%%

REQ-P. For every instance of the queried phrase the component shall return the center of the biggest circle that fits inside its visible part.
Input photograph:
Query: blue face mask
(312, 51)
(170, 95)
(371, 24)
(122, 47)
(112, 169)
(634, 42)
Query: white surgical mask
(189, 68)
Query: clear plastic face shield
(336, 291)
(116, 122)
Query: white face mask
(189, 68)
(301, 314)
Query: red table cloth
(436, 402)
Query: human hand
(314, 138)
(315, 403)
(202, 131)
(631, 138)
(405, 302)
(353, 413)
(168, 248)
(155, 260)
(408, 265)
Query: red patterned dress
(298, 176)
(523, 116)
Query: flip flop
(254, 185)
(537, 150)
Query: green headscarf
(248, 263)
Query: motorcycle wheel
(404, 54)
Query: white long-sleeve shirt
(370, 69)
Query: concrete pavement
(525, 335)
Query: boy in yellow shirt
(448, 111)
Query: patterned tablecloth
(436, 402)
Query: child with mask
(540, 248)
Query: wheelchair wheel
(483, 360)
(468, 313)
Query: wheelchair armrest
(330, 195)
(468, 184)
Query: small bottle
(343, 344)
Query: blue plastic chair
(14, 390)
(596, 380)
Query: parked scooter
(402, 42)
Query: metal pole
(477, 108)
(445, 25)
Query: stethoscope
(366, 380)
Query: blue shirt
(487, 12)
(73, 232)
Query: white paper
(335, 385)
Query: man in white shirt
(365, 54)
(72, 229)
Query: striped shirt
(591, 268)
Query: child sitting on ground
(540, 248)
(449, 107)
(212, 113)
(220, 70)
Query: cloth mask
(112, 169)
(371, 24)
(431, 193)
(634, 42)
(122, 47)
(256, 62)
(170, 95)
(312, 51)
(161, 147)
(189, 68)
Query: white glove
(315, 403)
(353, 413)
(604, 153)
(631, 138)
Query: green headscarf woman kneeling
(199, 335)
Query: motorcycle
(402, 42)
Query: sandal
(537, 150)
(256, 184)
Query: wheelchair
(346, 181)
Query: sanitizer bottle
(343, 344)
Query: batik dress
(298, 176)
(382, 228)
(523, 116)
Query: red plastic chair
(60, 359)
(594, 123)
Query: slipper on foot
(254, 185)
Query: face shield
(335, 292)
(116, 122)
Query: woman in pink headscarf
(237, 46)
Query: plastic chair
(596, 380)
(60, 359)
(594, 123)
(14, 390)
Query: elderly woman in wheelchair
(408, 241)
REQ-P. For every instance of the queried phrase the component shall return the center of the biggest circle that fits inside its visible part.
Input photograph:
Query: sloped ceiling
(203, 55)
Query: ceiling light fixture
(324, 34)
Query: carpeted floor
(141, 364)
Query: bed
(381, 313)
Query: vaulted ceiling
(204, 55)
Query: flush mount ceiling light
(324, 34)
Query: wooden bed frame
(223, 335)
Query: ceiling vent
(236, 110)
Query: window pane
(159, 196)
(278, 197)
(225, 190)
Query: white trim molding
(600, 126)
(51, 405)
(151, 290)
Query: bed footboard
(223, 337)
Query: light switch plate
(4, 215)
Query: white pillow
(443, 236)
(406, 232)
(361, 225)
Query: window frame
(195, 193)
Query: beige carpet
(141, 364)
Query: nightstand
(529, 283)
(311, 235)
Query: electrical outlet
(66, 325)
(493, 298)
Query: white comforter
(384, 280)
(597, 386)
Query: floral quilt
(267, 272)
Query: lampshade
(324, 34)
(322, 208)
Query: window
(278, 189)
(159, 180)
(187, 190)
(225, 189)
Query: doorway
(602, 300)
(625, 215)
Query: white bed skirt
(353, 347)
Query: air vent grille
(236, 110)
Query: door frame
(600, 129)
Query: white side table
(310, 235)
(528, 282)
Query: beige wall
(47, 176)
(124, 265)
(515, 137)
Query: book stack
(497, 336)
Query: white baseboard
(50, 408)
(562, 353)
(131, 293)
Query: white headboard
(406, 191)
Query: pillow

%%

Assignment: Write all of the records out exactly, including every line.

Answer to this task:
REQ-P. For every instance of the queried phrase the component shall return the center of the biggest circle that fits inside its visible part.
Input photograph:
Query: blue face mask
(312, 51)
(170, 95)
(371, 24)
(122, 47)
(112, 169)
(634, 42)
Query: white surgical mask
(189, 68)
Query: clear plastic face shield
(336, 291)
(116, 122)
Query: white face mask
(189, 68)
(301, 314)
Query: red table cloth
(436, 402)
Query: human hand
(314, 138)
(315, 403)
(202, 131)
(631, 138)
(405, 302)
(353, 413)
(168, 248)
(155, 260)
(408, 265)
Query: red patterned dress
(298, 176)
(523, 116)
Query: flip flop
(254, 185)
(537, 150)
Query: green headscarf
(248, 263)
Query: motorcycle wheel
(404, 54)
Query: white long-sleeve shirt
(370, 69)
Query: concrete pavement
(525, 335)
Query: boy in yellow shirt
(448, 111)
Query: patterned tablecloth
(436, 402)
Query: child with mask
(540, 248)
Query: wheelchair wheel
(483, 360)
(468, 313)
Query: wheelchair armrest
(330, 195)
(468, 184)
Query: small bottle
(343, 344)
Query: blue plastic chair
(14, 390)
(596, 380)
Query: parked scooter
(402, 42)
Query: metal pole
(477, 108)
(445, 25)
Query: stethoscope
(366, 380)
Query: blue shirt
(487, 12)
(73, 232)
Query: white paper
(335, 385)
Query: man in white shirt
(365, 54)
(72, 229)
Query: striped shirt
(591, 268)
Query: child sitting on ground
(540, 248)
(449, 107)
(212, 113)
(220, 70)
Query: cloth mask
(112, 169)
(371, 24)
(431, 193)
(634, 42)
(122, 47)
(256, 62)
(170, 95)
(312, 51)
(161, 147)
(189, 68)
Query: white glove
(315, 403)
(353, 413)
(604, 153)
(631, 138)
Query: green headscarf woman kneeling
(199, 335)
Query: motorcycle
(402, 42)
Query: sandal
(537, 150)
(256, 184)
Query: wheelchair
(346, 181)
Query: sanitizer bottle
(343, 344)
Query: batik dress
(298, 176)
(382, 228)
(523, 116)
Query: red plastic chair
(60, 359)
(594, 123)
Query: slipper on foot
(254, 185)
Query: face shield
(335, 292)
(116, 122)
Query: woman in pink headscarf
(237, 46)
Query: plastic chair
(596, 380)
(60, 359)
(594, 123)
(14, 390)
Query: elderly woman in wheelchair
(408, 241)
REQ-P. For every instance of the queried phrase the component shall return the center of the biggest circle that fits inside its visible part.
Input photograph:
Query: sloped ceiling
(203, 55)
Query: ceiling light fixture
(324, 34)
Query: carpeted floor
(141, 364)
Query: bed
(381, 313)
Query: vaulted ceiling
(204, 55)
Query: flush mount ceiling light
(324, 34)
Query: wooden bed frame
(223, 335)
Query: ceiling vent
(236, 110)
Query: window pane
(159, 196)
(278, 197)
(225, 190)
Query: white trim molding
(600, 126)
(51, 405)
(151, 290)
Query: bed footboard
(223, 337)
Query: light switch plate
(4, 215)
Query: white pillow
(443, 236)
(406, 232)
(361, 225)
Query: window frame
(195, 193)
Query: beige carpet
(141, 364)
Query: nightstand
(529, 283)
(311, 235)
Query: electrical outlet
(66, 325)
(493, 298)
Query: white comforter
(384, 280)
(597, 386)
Query: floral quilt
(267, 272)
Query: lampshade
(324, 34)
(322, 208)
Query: window
(278, 189)
(159, 180)
(187, 190)
(225, 189)
Query: doorway
(602, 300)
(625, 215)
Query: white bed skirt
(353, 347)
Query: air vent grille
(236, 110)
Query: door frame
(600, 129)
Query: white side table
(310, 235)
(528, 282)
Query: beige wall
(47, 176)
(124, 265)
(515, 137)
Query: book stack
(497, 336)
Query: white baseboard
(50, 408)
(562, 353)
(131, 293)
Query: white headboard
(406, 191)
Query: pillow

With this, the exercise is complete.